* Extract to read *
I had the privilege to catch the latest spin-off of the Star Wars Universe earlier today. To my surprise, it turned out pretty well. Consider this a fair warning to readers that spoilers will follow.
A Grim Story
The most important thing I took out of all the mayhem that ensued in the film was that the franchise was now ready to venture into the Dark (excuse the pun) Sides of the franchise. Writers John Knoll and Gary Whitta are willing to put the horrors of war in the forefront of the film instead of masking them behind a family drama. People fight, people die. And the survivors are scarred both physically and mentally, even when they do not have the luxury of time to grieve.
A messy start
It is difficult to ignore the fact that the first half hour of the film seemed awfully paced. The film felt like it was snipped, stitched and taped together while it struggled to find its pacing. It was almost as if Director Gareth Edwards wasn’t sure if he should speed past the scene or to give it enough space for viewers to take in.

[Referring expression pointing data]
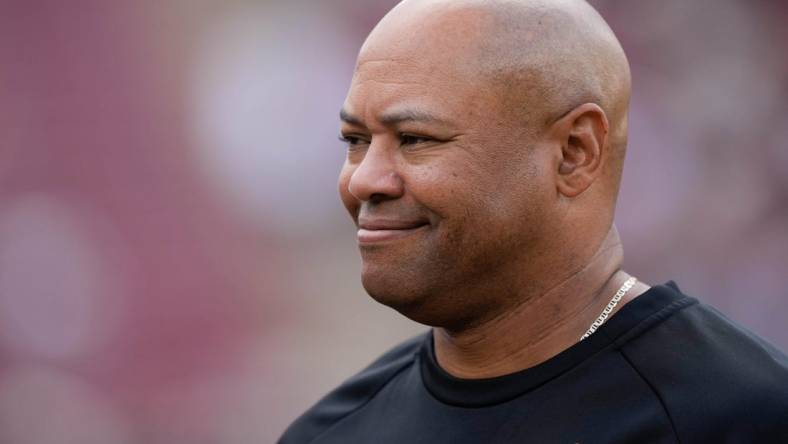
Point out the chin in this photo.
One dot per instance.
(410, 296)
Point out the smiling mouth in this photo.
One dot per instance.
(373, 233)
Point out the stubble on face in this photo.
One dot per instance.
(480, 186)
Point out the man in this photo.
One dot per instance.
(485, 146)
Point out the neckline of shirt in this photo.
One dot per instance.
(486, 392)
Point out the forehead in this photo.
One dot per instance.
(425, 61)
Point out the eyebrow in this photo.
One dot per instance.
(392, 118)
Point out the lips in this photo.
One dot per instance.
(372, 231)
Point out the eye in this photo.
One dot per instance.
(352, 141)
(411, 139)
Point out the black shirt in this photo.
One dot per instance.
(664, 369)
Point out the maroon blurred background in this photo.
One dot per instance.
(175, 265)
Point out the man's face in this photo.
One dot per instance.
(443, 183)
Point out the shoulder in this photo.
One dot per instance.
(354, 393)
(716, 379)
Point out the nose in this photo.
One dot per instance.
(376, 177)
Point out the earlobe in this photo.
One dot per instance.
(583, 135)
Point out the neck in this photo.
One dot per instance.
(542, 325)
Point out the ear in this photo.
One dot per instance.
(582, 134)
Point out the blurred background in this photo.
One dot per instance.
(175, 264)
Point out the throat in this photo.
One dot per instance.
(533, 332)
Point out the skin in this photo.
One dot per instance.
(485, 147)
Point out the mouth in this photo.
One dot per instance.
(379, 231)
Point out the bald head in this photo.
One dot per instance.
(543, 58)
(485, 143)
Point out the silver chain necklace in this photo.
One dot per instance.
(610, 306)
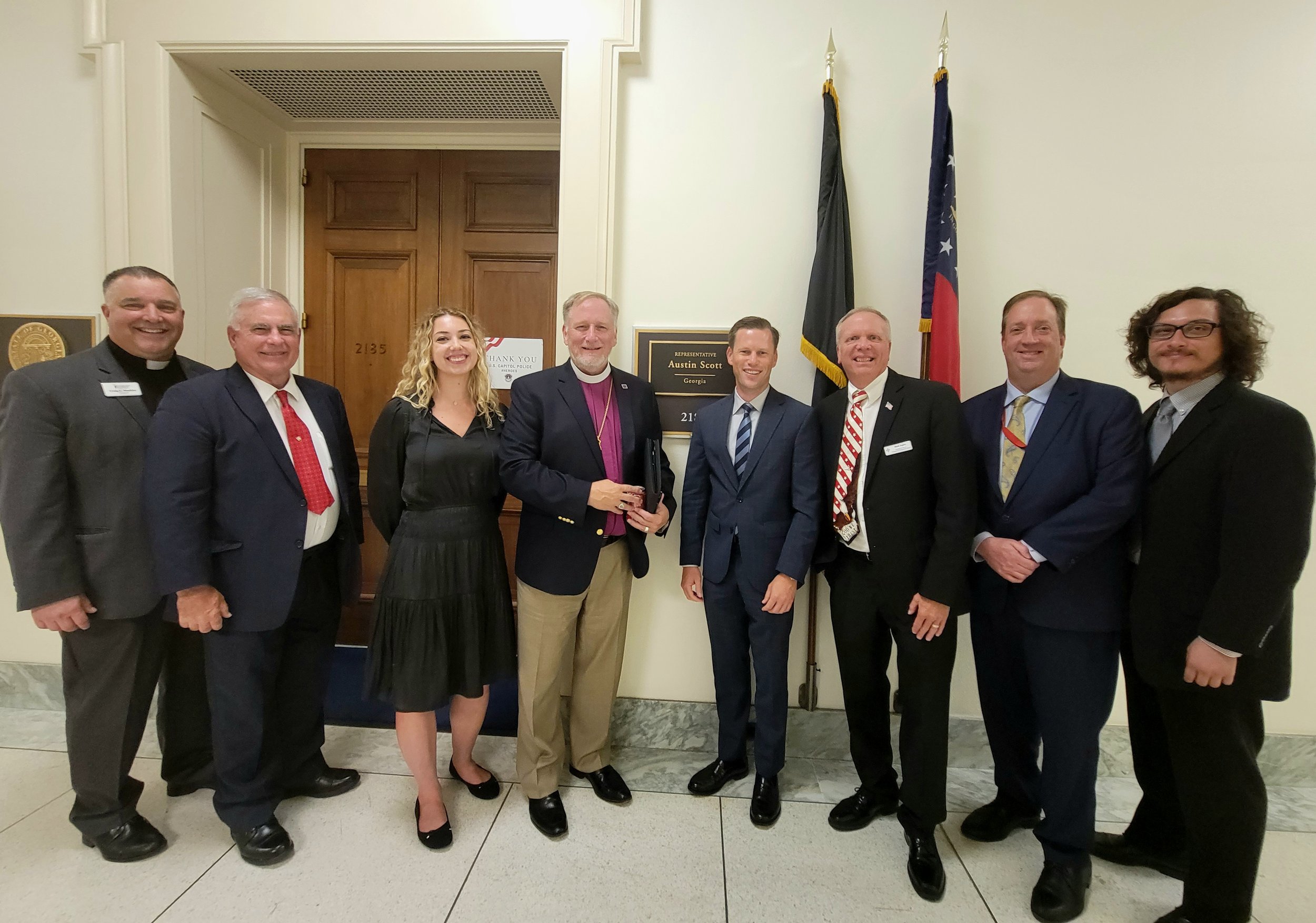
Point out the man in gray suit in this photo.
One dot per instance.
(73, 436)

==

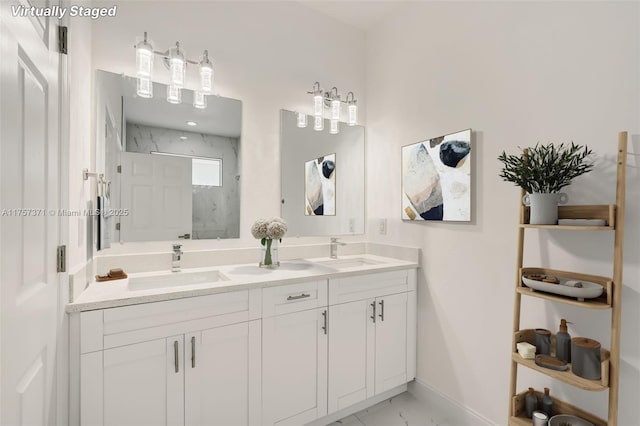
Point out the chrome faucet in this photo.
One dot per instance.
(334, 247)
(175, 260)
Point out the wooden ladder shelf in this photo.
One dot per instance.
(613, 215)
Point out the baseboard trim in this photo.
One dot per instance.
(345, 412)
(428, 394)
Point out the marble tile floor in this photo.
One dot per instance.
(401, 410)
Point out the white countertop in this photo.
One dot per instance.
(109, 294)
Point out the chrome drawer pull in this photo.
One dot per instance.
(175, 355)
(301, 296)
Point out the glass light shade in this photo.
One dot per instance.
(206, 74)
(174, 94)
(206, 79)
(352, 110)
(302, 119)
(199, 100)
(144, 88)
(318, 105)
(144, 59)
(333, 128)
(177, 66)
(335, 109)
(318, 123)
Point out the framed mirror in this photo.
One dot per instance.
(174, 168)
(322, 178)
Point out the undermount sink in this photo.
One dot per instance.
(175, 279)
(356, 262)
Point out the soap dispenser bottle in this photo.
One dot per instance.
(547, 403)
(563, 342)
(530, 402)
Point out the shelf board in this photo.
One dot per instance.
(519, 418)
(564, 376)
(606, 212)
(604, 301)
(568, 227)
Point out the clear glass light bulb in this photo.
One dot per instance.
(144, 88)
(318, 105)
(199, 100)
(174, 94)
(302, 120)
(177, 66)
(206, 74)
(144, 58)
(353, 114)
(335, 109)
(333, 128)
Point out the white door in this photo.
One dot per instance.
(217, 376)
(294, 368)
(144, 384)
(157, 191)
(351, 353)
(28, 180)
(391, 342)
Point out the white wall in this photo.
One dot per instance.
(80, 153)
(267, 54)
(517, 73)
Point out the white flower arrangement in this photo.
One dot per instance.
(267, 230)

* Your tasks *
- A) Please reproduce word for word the part of the Star Wars spin-off review starting at "I had the privilege" and ending at "spoilers will follow.".
- B) In the Star Wars spin-off review, who is named as the film's director?
- C) Continue the review of the Star Wars spin-off film from where it stops.
These entries are separate from the review and unrelated to it.

* List of answers *
- A)
I had the privilege to catch the latest spin-off of the Star Wars Universe earlier today. To my surprise, it turned out pretty well. Consider this a fair warning to readers that spoilers will follow.

- B) Gareth Edwards

- C)
A Rebellion or a Terrorist move?
Sometimes it’s really difficult to tell the difference as we witness Saw Gerra’s men set off explosives in a seemingly peaceful city just to disrupt the Empire’s operations mining Kaiber crystals. I have a feeling that the scene may strike a little closer to home in these tumultuous times.
A nostalgia trip
Edwards spares no time in making sure we are right at home in the Expanded Universe of Star Wars. Die-hard fans of the franchise will be familiar with the dirty and rugged equipment that the Rebel Alliance have as well as the clean, well-lit halls of the Empire’s ships.
With notable appearances of key characters such as Bail Organa, Mon Mothma and even Tarkin, long-time viewers can now piece together several missing pieces from the long time-jump between Episode 3 and 4.
Even the brief appearance of Darth Vader was a pleasant reminder of why we were all so afraid of him in the first place. I mean, did you see him mow past an entire platoon of rebel troopers?
I found myself tearing up in nostalgia in the Final Act as we had the X-Wings face off against TIE-Fighters in space while Rogue One had their own “Moon of Endor”-esque battle. It was nice to watch as our pseudo-Ackbar led the Rebels into a losing battle with the sole purpose of retrieving the only hope for the Rebel Alliance’s survival.
Unfamiliar tunes I am, however, still not sold on the soundtrack that is not John Williams. Don’t get me wrong, Michael Giacchino puts a decent spin on fan-favourite themes most of the time, but it seems to go way off especially in scenes that are supposed to be more nostalgic in nature.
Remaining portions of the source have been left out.